Work request:
Please return all of the data exactly as written.
━━━ Provided data ━━━
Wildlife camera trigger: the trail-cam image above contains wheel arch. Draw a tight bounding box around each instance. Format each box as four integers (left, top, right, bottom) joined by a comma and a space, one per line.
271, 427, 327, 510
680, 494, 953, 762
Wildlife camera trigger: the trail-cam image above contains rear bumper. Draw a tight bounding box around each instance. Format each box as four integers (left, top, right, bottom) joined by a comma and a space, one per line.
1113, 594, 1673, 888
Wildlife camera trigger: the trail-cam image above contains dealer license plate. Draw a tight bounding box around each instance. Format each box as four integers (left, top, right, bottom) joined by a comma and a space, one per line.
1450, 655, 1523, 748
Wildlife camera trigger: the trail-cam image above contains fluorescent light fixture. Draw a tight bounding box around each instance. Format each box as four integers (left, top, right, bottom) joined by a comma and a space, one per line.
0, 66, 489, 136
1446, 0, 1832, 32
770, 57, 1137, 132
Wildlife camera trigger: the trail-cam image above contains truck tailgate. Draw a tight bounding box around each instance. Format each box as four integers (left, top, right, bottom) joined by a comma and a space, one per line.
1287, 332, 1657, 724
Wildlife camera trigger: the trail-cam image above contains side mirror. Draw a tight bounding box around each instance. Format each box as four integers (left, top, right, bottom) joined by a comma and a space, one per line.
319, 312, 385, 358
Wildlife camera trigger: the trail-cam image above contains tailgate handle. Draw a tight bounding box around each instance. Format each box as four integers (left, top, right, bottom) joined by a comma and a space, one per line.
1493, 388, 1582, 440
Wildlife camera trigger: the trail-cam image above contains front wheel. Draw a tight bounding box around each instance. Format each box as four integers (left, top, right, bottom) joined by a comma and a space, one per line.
━━━
Answer to this task:
Wildlife camera trigger: the trail-cam image above contains wheel arch. Draw a tight bounding box around each instance. Format each box as four integers (left, top, right, bottom) joined by a comma and a space, one per line.
271, 427, 327, 510
680, 494, 953, 762
Wildlife camera trigger: the trail-cam image above contains rear bumper. Draw a tight bounding box around each instance. Format each box as four integers (left, top, right, bottom) joined by a comma and a space, one per line.
1113, 594, 1673, 888
Wildlife camera trigger: the trail-cam image above contains dealer license plate. Draw a tight bounding box around each instance. Format each box as four integers (left, top, right, bottom) joined by a comma and a space, one per line.
1450, 655, 1523, 748
Wildlife camera trigger: the trail-cam image above contains fluorescent light fixture. Draw a tight bounding box around each instance. Format each box as four integers (left, top, right, bottom) joined by a comma and a space, one per line.
0, 66, 489, 136
1446, 0, 1832, 32
770, 57, 1137, 132
Wildlife camera trigger: the trail-cam image above contains truck tailgate. Draw a tight bounding box around each instance. Format each box as four integers (left, top, right, bottom) joined by a comma and a space, one per line.
1287, 332, 1657, 724
Wildlife camera trigger: the trail-cam image above contains side mirror. Draw a tight bounding box around each instance. Format each box as four integers (left, top, right, bottom) joined by a comma and a space, one per line.
319, 312, 385, 358
Wildlife camera trigger: the trail-cam image above contains tailgate handle. Draw a tight bounding box around each instance. Format each box as four integers (left, top, right, bottom) joined by a comma and a space, one per line.
1493, 388, 1582, 440
Wildlife camera trigger: the trail-cam image above contains front wheel. Draw a tight bounding box around each instance. Format each box as four integers (left, top, right, bottom) joined by a comma and a space, one per line.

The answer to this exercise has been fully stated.